*Written request:*
Count the lines in the data below that contain the word "grass", and give only that number.

___ Input data

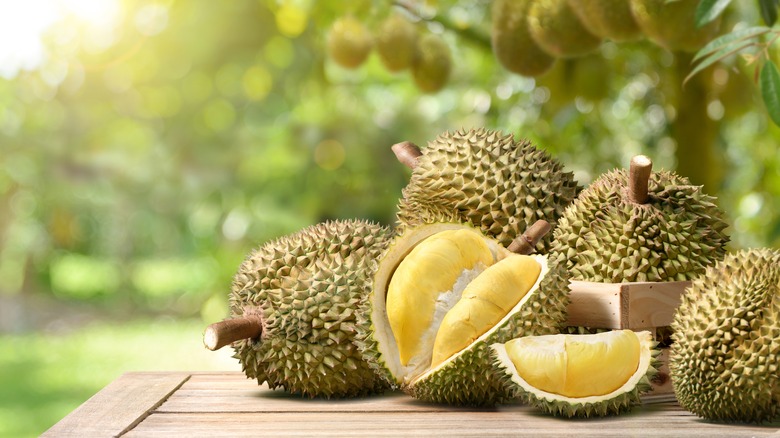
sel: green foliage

______
___ Input data

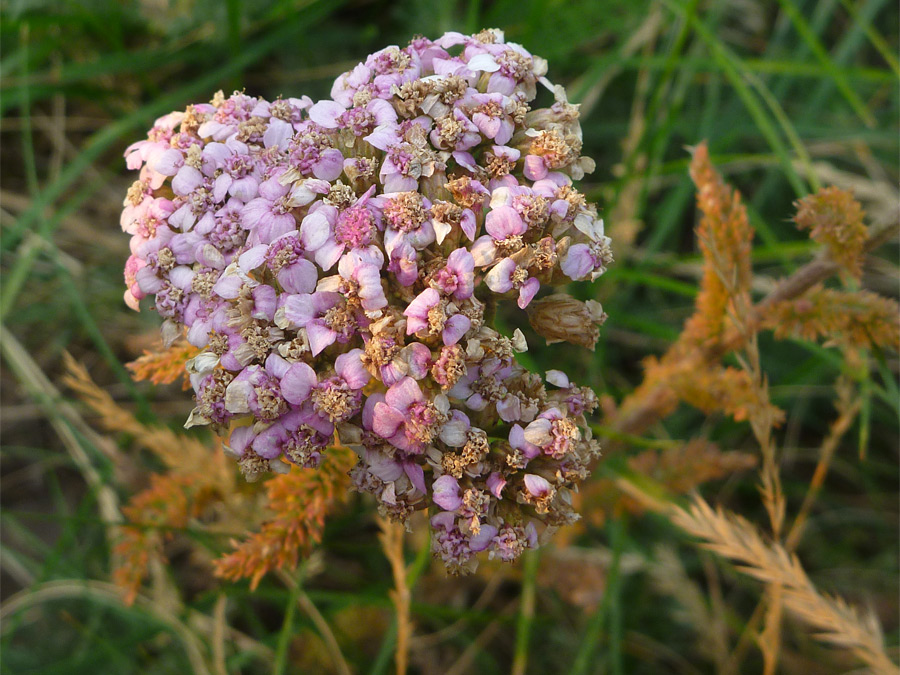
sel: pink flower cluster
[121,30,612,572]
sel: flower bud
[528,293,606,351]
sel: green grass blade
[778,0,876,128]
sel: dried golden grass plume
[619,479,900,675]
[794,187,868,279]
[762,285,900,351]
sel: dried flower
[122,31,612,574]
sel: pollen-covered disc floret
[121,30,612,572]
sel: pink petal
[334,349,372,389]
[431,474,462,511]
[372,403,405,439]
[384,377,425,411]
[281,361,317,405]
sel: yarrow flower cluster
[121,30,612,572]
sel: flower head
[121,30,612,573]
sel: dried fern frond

______

*Output for this exercise:*
2